TEXTO >>
-=-=-=-=-

"Socialismo", "fascista" e "25 de Novembro": maioria rejeita mexer no preâmbulo da Constituição

Chega e Iniciativa Liberal ficaram isolados na defesa de mudanças no preâmbulo do texto constitucional e ouviram críticas de tentativas de "reescrever a história."

Tem o preâmbulo da Constituição um valor de lei? Ou serve apenas como uma espécie de prefácio que espelha a data em que foi escrito? A dúvida dividiu, por um lado, o Chega e a Iniciativa Liberal, que defendem mudanças para atualizar o preâmbulo, e todos os outros partidos que consideram que não devem existir alterações.

André Ventura, do Chega, defendeu que o texto deve ser neutro, deixando cair, por exemplo, a referência ao caminho para "uma sociedade socialista".

"Não faz nenhum sentido que uma Constituição plural e pluralista indique ao país o caminho que quer seguir, seja ele um caminho de socialismo, de liberalismo, de conservadorismo, ou de qualquer outro ismo que o partido que o país queira trilhar," considerou o líder do Chega, defendendo ainda uma alteração de regime "fascista" para "vigente," porque "o regime anterior não era um regime fascista era um regime totalitário e uma ditadura, mas que não se enquadra, do ponto de vista da sua categoria, naquilo que é a designação de fascismo."

Já a Iniciativa Liberal avançou com três alterações, nos cinco parágrafos, entre elas, a inclusão da expressão "democracia liberal" e da importância do 25 de Novembro, como lembrou João Cotrim de Figueiredo.

"Dias antes do 25 de Novembro, esta casa onde estamos hoje sentados, esteve cercada. Os deputados passaram cá a noite não podendo sair e tivesse tido sucesso esse movimento que então estava no seu auge, se não tivesse havido o 25 de Novembro, era muito pouco provável que tivéssemos chegado ao fim do processo constituinte e tivéssemos outorgado a Constituição de 1976." sublinhou o deputado liberal.

Mas o deputado e historiador Rui Tavares do Livre, registou que foi uma opção dos constituintes deixar de fora essa referência e, folheando uma edição miniatura da Constituição, imaginou uma versão alterada, nas mãos de uma criança.

"Aí, ele ou ela vai ler e diz: Ah! Então, mas em 2 de abril de 1976 diziam isto? Democracia liberal? Pensava que não era... O regime anterior não lhe chamavam fascismo? Nós não podemos falsificar um documento," conclui Rui Tavares.

-=-=-=-=-

TAREFAS A REALIZAR >>
a) No texto sobre o preâmbulo da Constituição, quantas alterações avançou a Iniciativa Liberal?
b) Localize nos registos todas as linhas que contêm a palavra "hillside" e transcreva-as.
O texto e os registos não têm qualquer relação entre si.

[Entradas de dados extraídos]
-=-=-=-=-

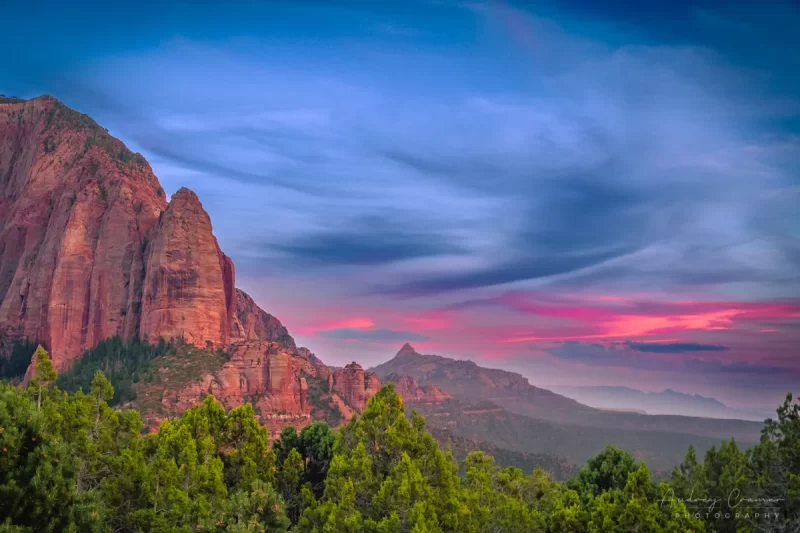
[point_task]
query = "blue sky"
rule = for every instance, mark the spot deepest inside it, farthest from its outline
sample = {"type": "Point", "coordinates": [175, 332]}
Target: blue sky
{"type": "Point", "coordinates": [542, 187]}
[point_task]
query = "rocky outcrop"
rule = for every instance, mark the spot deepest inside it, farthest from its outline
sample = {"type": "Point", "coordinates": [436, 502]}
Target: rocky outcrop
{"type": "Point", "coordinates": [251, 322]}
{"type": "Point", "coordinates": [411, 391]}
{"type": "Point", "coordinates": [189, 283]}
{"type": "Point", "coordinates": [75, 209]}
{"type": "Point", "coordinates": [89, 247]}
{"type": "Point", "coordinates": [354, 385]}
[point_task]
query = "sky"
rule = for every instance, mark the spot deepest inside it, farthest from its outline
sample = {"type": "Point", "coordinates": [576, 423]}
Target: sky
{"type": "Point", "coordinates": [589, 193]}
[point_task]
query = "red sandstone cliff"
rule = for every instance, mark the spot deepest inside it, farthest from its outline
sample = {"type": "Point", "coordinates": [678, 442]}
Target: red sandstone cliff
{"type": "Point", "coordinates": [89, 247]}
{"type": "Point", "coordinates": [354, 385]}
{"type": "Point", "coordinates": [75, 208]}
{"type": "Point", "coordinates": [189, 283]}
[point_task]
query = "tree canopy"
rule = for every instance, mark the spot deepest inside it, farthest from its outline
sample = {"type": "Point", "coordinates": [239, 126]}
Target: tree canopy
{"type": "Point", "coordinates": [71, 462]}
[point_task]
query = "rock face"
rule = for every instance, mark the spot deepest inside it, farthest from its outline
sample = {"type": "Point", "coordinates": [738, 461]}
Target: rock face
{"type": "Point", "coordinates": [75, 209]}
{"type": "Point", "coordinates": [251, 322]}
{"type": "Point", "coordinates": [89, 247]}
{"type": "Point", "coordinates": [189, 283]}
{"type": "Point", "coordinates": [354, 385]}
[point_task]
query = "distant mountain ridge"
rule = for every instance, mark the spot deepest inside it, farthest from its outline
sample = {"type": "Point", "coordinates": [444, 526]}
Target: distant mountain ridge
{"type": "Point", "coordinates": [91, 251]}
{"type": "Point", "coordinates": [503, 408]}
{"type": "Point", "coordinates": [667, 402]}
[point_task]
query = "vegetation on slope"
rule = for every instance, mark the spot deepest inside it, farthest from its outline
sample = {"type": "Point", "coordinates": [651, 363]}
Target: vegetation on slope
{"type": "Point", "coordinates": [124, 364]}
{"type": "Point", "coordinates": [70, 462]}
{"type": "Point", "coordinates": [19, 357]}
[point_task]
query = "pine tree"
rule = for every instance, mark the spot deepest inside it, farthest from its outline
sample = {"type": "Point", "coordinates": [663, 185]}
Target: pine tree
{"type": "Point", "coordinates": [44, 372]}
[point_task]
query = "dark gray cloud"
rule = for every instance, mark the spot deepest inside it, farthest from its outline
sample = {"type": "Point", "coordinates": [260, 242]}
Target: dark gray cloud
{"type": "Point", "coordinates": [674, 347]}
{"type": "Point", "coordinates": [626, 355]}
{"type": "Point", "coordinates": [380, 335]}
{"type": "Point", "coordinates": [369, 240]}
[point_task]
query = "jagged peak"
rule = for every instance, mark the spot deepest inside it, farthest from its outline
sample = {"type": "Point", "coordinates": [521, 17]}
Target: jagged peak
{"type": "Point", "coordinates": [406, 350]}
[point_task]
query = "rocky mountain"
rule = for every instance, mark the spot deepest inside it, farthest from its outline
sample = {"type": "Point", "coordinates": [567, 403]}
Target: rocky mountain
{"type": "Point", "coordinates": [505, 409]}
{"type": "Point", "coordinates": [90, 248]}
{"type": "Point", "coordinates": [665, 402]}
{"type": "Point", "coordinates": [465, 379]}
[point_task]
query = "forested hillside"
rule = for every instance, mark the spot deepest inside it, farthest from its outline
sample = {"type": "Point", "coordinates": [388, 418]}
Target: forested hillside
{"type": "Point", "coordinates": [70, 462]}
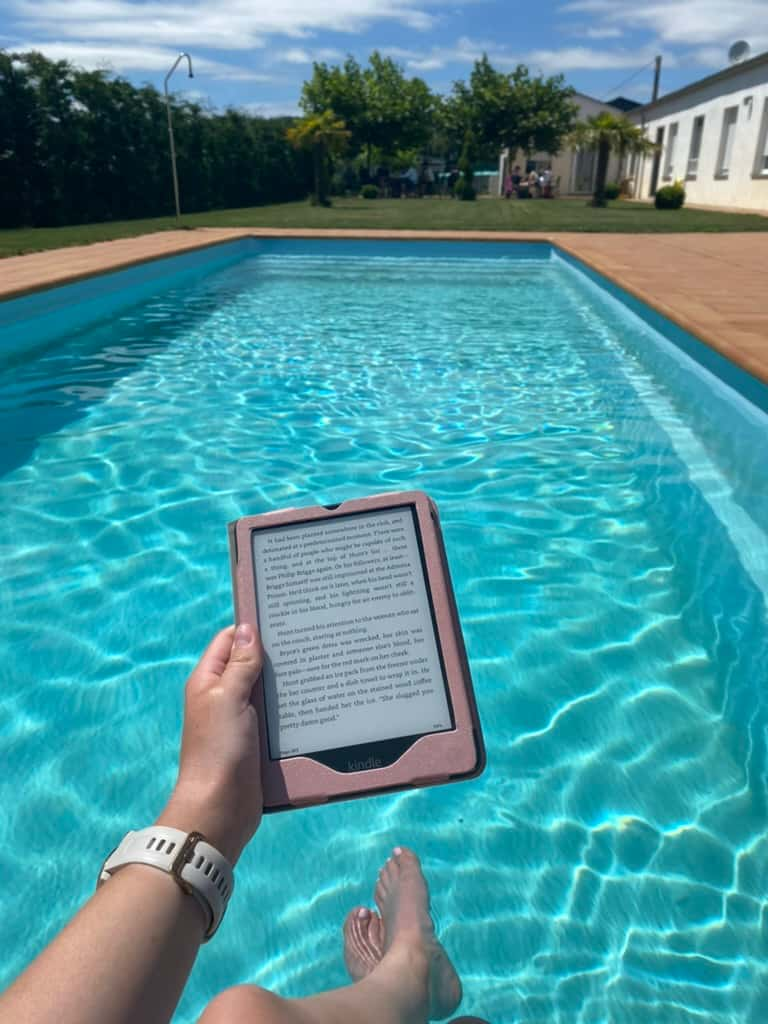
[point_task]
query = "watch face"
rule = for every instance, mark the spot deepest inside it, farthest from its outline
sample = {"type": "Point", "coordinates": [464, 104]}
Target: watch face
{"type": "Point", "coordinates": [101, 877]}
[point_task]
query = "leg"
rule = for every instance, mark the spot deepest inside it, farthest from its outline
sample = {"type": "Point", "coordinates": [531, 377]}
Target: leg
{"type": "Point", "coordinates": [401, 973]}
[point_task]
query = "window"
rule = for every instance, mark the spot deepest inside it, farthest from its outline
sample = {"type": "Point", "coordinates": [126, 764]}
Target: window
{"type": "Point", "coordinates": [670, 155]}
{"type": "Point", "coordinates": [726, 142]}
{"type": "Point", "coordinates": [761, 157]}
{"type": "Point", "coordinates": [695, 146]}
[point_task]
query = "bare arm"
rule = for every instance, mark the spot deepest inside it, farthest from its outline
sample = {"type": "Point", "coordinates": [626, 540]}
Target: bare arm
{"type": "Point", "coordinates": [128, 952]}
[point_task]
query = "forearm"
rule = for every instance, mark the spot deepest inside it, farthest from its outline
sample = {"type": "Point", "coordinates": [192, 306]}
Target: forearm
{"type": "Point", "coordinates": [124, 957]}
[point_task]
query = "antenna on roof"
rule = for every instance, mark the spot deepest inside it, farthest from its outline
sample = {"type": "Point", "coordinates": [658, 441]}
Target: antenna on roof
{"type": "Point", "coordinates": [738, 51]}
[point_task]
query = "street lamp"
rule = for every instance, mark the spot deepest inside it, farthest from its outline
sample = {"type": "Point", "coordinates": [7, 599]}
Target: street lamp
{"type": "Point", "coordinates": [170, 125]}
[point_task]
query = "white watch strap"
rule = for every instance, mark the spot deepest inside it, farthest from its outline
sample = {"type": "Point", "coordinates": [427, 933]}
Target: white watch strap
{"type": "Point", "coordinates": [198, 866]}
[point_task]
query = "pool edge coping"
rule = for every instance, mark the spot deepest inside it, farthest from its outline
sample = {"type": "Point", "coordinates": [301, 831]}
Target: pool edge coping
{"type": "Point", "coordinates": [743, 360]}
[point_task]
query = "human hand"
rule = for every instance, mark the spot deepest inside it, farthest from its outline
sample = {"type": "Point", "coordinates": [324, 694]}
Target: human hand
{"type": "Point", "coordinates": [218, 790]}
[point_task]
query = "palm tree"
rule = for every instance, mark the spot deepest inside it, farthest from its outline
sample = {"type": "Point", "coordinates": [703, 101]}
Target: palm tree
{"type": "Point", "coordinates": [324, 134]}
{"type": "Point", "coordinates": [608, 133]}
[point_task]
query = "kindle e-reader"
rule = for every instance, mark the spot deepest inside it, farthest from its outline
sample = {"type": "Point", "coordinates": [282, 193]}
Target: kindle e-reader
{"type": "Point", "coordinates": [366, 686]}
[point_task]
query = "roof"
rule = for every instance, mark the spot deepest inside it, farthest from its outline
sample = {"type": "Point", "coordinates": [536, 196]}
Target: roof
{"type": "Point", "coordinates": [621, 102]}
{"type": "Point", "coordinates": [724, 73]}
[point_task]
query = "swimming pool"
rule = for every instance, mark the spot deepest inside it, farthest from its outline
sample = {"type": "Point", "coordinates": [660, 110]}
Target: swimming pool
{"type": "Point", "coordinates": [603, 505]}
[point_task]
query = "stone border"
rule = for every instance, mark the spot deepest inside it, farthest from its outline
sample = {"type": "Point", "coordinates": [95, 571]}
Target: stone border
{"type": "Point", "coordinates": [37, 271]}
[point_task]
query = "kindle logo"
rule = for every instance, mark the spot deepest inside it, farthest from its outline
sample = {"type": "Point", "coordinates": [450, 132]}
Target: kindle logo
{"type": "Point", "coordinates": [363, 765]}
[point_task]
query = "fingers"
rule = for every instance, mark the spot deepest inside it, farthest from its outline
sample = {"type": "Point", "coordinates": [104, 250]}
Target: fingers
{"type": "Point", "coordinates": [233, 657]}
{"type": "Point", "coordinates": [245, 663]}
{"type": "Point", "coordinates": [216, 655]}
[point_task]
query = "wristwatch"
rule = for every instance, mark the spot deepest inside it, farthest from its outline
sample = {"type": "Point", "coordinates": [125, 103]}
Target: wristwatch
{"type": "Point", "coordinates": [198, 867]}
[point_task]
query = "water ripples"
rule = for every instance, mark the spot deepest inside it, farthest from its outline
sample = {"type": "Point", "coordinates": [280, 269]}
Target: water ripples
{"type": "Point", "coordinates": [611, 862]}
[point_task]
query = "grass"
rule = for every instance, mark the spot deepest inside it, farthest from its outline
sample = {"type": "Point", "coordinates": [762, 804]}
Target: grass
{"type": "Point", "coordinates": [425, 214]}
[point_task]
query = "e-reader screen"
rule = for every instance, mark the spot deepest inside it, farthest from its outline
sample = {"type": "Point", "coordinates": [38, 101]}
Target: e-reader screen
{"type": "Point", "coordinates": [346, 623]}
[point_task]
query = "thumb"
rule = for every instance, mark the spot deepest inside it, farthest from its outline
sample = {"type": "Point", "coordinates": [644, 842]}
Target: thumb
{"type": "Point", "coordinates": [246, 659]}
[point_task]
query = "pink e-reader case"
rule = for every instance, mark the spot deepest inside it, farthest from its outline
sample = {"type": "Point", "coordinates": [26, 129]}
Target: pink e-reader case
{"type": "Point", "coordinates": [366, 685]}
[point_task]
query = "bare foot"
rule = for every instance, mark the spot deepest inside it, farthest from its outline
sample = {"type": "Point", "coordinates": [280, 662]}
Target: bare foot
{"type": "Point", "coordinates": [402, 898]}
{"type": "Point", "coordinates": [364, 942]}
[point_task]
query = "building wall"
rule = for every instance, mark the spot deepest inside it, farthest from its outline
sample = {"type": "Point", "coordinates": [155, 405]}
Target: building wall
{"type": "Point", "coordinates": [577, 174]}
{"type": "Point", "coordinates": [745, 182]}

-=-=-=-=-

RESPOSTAS AOS PROBLEMAS >>
a) Três alterações.

b)
query = "forested hillside"
Target: forested hillside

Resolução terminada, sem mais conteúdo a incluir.